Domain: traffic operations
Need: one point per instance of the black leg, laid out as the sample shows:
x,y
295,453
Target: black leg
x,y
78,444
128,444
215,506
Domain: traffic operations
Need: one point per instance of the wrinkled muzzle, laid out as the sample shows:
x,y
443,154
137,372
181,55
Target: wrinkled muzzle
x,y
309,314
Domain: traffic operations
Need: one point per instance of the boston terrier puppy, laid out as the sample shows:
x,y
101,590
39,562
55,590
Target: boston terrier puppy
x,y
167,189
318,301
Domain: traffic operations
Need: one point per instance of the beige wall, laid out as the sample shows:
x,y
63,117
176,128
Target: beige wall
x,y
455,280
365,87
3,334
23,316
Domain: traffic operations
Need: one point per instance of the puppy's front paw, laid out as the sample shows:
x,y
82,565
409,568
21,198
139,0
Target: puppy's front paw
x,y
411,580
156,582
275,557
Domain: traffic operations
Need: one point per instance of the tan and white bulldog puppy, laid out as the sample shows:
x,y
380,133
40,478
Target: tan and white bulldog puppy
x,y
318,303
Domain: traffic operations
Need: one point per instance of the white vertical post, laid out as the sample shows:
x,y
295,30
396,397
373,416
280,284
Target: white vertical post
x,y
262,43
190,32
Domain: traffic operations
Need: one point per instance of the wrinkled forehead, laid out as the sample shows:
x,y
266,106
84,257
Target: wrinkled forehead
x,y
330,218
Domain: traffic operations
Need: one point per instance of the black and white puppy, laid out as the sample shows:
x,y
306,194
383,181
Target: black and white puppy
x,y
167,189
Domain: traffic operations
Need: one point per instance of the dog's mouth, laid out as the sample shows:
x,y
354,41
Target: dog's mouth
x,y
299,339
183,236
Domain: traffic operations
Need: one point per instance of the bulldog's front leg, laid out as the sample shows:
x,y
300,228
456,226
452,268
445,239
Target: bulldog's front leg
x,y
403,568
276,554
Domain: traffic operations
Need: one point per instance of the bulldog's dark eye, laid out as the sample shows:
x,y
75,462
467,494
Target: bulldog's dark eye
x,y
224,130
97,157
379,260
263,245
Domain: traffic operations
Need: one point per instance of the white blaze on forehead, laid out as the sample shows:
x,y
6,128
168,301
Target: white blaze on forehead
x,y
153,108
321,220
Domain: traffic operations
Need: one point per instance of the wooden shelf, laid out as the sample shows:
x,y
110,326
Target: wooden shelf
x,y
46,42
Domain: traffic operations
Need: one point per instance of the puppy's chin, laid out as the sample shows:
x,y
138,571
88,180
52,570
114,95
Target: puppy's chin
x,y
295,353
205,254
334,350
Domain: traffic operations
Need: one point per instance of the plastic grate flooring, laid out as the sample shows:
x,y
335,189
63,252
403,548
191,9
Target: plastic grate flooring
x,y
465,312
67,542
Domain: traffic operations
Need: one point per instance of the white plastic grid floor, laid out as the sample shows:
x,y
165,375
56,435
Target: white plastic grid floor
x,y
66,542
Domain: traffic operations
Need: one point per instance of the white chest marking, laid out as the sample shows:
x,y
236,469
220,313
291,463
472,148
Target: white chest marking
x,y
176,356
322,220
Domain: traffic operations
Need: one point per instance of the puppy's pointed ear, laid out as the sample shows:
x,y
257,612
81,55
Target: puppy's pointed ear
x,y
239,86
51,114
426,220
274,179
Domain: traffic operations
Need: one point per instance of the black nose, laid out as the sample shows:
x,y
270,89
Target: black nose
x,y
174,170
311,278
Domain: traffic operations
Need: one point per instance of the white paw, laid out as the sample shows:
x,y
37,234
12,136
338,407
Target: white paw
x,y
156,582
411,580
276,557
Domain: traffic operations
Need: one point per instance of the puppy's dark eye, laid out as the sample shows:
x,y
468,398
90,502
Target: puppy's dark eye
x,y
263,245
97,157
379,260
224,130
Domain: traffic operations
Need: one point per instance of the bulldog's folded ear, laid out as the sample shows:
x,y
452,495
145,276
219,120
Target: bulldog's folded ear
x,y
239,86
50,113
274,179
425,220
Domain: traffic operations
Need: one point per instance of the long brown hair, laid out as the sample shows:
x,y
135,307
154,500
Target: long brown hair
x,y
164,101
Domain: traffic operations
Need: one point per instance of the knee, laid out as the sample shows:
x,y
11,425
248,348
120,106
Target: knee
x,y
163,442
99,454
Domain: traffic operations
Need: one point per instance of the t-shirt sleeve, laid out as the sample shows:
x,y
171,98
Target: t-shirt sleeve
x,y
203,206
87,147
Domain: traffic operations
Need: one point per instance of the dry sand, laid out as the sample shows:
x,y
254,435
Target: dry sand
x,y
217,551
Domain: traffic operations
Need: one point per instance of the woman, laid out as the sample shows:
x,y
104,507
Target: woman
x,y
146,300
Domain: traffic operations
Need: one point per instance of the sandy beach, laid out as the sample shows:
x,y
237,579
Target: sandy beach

....................

Given instruction: Print every entry exactly as it appears.

Reply:
Domain: traffic operations
Need: one point per instance of the black leg, laid out as the sample shows:
x,y
295,453
Target: black leg
x,y
78,444
128,444
215,506
Domain: traffic operations
Need: one point per instance of the wrinkled muzzle, laid out as the sample shows:
x,y
443,154
137,372
181,55
Target: wrinkled muzzle
x,y
309,314
Domain: traffic operations
Need: one point per instance of the boston terrier puppy, laid out as the sample shows:
x,y
101,590
39,562
55,590
Target: boston terrier puppy
x,y
167,189
318,301
Domain: traffic operations
Need: one point per instance of the beige wall, laid out as the sample shows:
x,y
63,117
176,128
Target: beige wall
x,y
455,280
365,87
3,334
23,316
Domain: traffic operations
Need: one point per instance of the puppy's front paw, laid out as the sample shows:
x,y
82,565
409,568
21,198
139,0
Target: puppy's front paw
x,y
411,580
156,582
275,557
Domain: traffic operations
Need: one point per instance of the tan and white bulldog puppy, laid out as the sample shows:
x,y
380,133
40,478
Target: tan and white bulldog puppy
x,y
318,303
Domain: traffic operations
Need: one point per instance of the white vertical post, laid out as the sample shows:
x,y
295,30
396,397
373,416
280,284
Target: white vertical post
x,y
262,43
190,32
Domain: traffic operations
Need: one point per instance of the wrinkled forehead, laid out as the sample shows:
x,y
266,106
84,257
Target: wrinkled forehead
x,y
330,218
Domain: traffic operations
Need: one point per instance of the black and white puppy, laid out as the sample shows:
x,y
306,194
383,181
Target: black and white puppy
x,y
167,189
Domain: traffic operations
Need: one point per instance of the dog's mouth, laid out as the sample shows:
x,y
354,41
Target: dog's mouth
x,y
299,339
183,236
Domain: traffic operations
Need: one point per instance of the bulldog's front leg, laid out as the sample shows:
x,y
300,228
456,226
452,268
445,239
Target: bulldog's front leg
x,y
403,568
276,554
Domain: traffic operations
Need: one point per instance of the bulldog's dark eye, laid out as the sample shows:
x,y
75,462
467,494
Target: bulldog's dark eye
x,y
224,130
97,157
379,260
263,245
Domain: traffic operations
Need: one point per instance of the white blaze on forehead, laid out as the sample shows:
x,y
6,128
168,301
Target: white blaze on forehead
x,y
153,108
321,220
Domain: traffic operations
Need: one point per instance of the wooden shelf, laid out as the sample shows:
x,y
110,326
Target: wooden shelf
x,y
46,42
Domain: traffic operations
Need: one point per instance of the puppy's chin, laid out as the sample shows:
x,y
138,571
88,180
52,570
114,95
Target: puppy's chin
x,y
295,353
205,254
334,350
Domain: traffic operations
Need: one point per instance of the plastic grate flooring, laid out as the sample shows:
x,y
335,189
63,252
403,548
191,9
Target: plastic grate flooring
x,y
465,312
67,542
Domain: traffic operations
Need: one point per instance of the white plastic grid floor, laid out as the sample shows:
x,y
165,375
56,435
Target: white plastic grid floor
x,y
66,542
Domain: traffic operations
Need: one point per instance of the white chest marking, laid out as the sample shows:
x,y
236,469
220,313
291,463
472,148
Target: white chest marking
x,y
176,356
322,220
Domain: traffic operations
Need: one point per instance of the puppy's pointed ear, laid out as the sample shows:
x,y
257,612
81,55
Target: puppy's pointed ear
x,y
239,86
51,114
426,220
274,179
Domain: traffic operations
Need: one point per instance of the black nose, laid out as the sample shows:
x,y
270,89
Target: black nose
x,y
174,170
311,278
Domain: traffic operations
Need: one point per instance of the white paw, laid out as the sample shows:
x,y
37,234
12,136
338,407
Target: white paw
x,y
156,582
411,580
276,557
Domain: traffic operations
Need: one point per instance of the puppy's dark eye, laid out as the sample shows:
x,y
468,398
90,502
Target: puppy's dark eye
x,y
263,245
97,157
379,260
224,130
Domain: traffic operations
Need: one point per instance of the bulldog's folded ear, laid out as the sample shows:
x,y
452,495
145,276
219,120
Target: bulldog's folded ear
x,y
239,86
50,113
274,179
425,220
Domain: traffic operations
Need: one point per instance of the long brown hair, laid out as the sample shows:
x,y
135,307
154,500
Target: long brown hair
x,y
164,101
Domain: traffic operations
Need: one point per instance of the knee, laid out as the sample shows:
x,y
11,425
248,348
120,106
Target: knee
x,y
163,442
99,454
Domain: traffic operations
Need: one point per instance of the t-shirt sleeve, laid out as the sample shows:
x,y
171,98
Target: t-shirt sleeve
x,y
203,206
87,147
Domain: traffic operations
Need: one point per instance of the dry sand, laid out as the sample shows:
x,y
254,435
Target: dry sand
x,y
217,551
Domain: traffic operations
Need: one point per instance of the woman, laid out as the sample shows:
x,y
104,507
Target: woman
x,y
146,300
Domain: traffic operations
Need: one point per instance of the sandy beach, laid out as the sample shows:
x,y
237,579
Target: sandy beach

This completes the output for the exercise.